WHAT IS ASKED: Reproduce the records word for word, starting from their beginning and ending with the line that contains "0 40 414 222", inclusive. Leave the pictures out of your copy.

TASK MATERIAL:
>> start

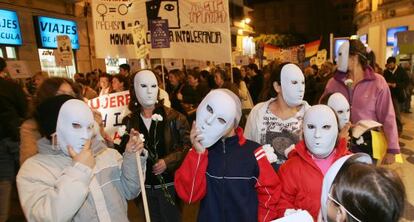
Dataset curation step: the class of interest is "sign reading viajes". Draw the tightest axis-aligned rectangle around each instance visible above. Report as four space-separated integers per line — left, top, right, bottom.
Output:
55 35 73 66
92 0 231 62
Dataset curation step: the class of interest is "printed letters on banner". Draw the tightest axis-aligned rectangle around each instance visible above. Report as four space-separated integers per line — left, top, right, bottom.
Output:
54 35 73 66
92 0 231 62
88 91 130 142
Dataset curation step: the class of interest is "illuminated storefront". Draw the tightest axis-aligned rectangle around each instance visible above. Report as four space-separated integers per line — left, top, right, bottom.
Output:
0 9 22 59
34 16 79 78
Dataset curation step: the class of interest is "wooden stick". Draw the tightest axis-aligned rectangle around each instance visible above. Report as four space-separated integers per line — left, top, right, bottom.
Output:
137 154 151 222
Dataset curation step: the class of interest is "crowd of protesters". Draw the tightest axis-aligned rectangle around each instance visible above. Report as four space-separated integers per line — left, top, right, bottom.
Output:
0 40 414 222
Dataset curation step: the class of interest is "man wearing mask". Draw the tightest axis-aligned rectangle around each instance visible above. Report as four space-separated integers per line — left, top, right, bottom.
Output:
384 57 410 134
246 63 264 104
175 89 281 222
119 70 191 222
119 63 131 78
0 58 28 221
277 105 349 221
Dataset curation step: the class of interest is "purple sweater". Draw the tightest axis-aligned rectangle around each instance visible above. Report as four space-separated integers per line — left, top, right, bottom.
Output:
321 68 400 154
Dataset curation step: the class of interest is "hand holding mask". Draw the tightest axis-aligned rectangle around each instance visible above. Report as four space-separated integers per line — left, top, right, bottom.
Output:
327 93 351 129
303 105 338 158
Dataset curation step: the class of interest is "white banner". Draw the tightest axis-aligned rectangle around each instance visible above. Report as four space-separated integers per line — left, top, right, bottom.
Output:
92 0 231 62
7 60 32 79
88 91 130 142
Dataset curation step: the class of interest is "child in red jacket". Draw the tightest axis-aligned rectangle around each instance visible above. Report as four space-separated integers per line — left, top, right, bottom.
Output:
174 89 281 222
277 105 349 221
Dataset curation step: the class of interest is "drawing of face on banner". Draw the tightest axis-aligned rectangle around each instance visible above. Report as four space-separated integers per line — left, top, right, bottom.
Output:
303 105 338 158
316 49 328 67
145 0 180 29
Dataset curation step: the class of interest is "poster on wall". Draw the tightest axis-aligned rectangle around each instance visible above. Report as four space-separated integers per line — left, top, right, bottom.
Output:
92 0 231 62
54 35 73 66
132 25 149 59
0 9 22 45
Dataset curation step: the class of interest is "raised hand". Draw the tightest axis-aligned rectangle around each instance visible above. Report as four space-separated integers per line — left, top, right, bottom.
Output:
125 129 144 154
68 140 95 169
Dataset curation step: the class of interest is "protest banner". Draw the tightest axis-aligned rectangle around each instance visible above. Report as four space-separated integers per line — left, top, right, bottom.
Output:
7 60 31 79
54 35 73 66
92 0 231 63
88 91 130 143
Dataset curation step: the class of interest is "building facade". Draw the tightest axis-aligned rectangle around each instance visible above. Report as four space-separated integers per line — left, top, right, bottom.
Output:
354 0 414 67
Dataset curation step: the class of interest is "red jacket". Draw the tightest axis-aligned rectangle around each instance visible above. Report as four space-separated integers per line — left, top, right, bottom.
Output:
277 139 350 221
174 128 281 222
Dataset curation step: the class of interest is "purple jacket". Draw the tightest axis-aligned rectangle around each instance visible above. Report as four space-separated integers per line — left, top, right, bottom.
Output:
321 68 400 154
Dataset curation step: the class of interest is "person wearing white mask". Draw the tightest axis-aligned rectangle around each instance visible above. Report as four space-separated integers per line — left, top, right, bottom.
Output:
318 153 406 222
16 95 147 221
175 89 281 222
277 105 349 220
321 40 400 164
119 70 191 222
244 63 309 170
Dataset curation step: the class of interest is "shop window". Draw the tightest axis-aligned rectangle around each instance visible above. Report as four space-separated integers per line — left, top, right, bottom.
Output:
0 45 18 60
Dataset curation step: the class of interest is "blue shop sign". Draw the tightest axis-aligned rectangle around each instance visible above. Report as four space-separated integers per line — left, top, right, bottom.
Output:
0 9 22 45
35 16 79 49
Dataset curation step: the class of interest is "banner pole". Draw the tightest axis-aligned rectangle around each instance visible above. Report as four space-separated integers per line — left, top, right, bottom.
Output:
161 58 167 90
136 154 151 222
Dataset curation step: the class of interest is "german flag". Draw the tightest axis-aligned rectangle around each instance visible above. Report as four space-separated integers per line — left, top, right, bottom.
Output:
305 39 321 58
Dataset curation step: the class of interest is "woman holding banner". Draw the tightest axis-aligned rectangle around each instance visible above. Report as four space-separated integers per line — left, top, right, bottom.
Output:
119 70 191 222
244 63 309 170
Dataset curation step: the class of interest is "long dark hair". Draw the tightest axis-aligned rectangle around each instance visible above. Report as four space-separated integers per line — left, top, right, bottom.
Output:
259 62 290 101
332 160 405 222
128 70 164 113
349 39 369 68
232 67 243 87
33 77 80 110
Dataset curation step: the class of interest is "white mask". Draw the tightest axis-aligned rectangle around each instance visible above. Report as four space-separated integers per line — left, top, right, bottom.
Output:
335 41 349 72
280 63 305 107
56 99 95 155
134 70 158 107
303 105 338 158
328 93 351 129
196 89 241 148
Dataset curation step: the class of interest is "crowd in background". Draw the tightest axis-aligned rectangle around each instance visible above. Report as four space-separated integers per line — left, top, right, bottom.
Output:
0 37 414 220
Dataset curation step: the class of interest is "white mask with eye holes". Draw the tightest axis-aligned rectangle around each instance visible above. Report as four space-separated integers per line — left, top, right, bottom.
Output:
134 70 158 107
303 105 338 158
56 99 95 155
196 89 241 148
280 63 305 107
328 93 351 129
335 41 349 72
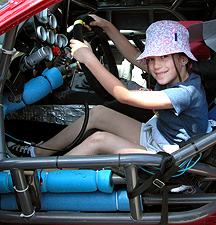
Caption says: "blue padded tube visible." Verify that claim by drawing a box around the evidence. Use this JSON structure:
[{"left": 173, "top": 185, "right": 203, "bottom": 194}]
[
  {"left": 1, "top": 190, "right": 130, "bottom": 212},
  {"left": 0, "top": 170, "right": 114, "bottom": 193},
  {"left": 47, "top": 170, "right": 97, "bottom": 193},
  {"left": 3, "top": 67, "right": 63, "bottom": 115}
]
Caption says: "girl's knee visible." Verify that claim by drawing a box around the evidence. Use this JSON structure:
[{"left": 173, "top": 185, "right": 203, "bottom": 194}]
[
  {"left": 87, "top": 131, "right": 108, "bottom": 155},
  {"left": 90, "top": 105, "right": 107, "bottom": 116}
]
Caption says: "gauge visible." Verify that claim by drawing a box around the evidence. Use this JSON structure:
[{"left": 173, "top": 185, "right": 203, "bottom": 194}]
[
  {"left": 36, "top": 26, "right": 47, "bottom": 42},
  {"left": 44, "top": 46, "right": 53, "bottom": 62},
  {"left": 55, "top": 34, "right": 68, "bottom": 48},
  {"left": 36, "top": 9, "right": 49, "bottom": 24},
  {"left": 49, "top": 14, "right": 58, "bottom": 30},
  {"left": 47, "top": 30, "right": 55, "bottom": 45},
  {"left": 64, "top": 47, "right": 73, "bottom": 60}
]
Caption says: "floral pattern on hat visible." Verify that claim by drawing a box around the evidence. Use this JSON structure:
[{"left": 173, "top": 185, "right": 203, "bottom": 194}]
[{"left": 137, "top": 20, "right": 197, "bottom": 64}]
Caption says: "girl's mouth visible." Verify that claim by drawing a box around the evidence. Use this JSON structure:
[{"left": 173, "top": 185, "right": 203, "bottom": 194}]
[{"left": 155, "top": 71, "right": 167, "bottom": 77}]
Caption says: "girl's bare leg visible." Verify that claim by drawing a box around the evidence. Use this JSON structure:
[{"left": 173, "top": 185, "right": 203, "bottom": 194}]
[
  {"left": 35, "top": 106, "right": 141, "bottom": 156},
  {"left": 66, "top": 132, "right": 147, "bottom": 155}
]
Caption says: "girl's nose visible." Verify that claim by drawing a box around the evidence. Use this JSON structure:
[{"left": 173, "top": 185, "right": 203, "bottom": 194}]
[{"left": 154, "top": 57, "right": 162, "bottom": 69}]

>> end

WRITTEN SOLUTION:
Dataset curation step: the class of interest is "sign reading viajes". Draw the tightest axis-aligned rectangle around each instance visible above. Report as four space-separated integers per line — left, top, right, bottom.
Output:
55 35 73 66
92 0 231 62
Dataset curation step: the class of interest is "printed letters on banner". Draw the tightest axis-aligned rectangle around each instance visible above. Report as four space-separated integers per line — left, top, right, bottom.
Output:
54 35 73 66
92 0 231 62
88 91 130 142
Dataset curation step: the class of interest is "illuminated storefront". Draw the tightest axis-aligned rectangle around each instance visible above. Report as four space-separated integers per line — left, top, right, bottom.
Output:
0 9 22 59
34 16 79 78
Dataset curation step: the class of interest is "wooden stick". Draw the tightest axis-aligned rectangle around each instance visible above. Report as four space-separated integers per line — left, top, right, bottom.
Output:
137 154 151 222
Dataset curation step: the class of interest is "crowd of protesters". Draw the tightest axis-aligned rectangle around each instance visible above. Report as four space-separated integers per line — left, top, right, bottom.
Output:
0 40 414 222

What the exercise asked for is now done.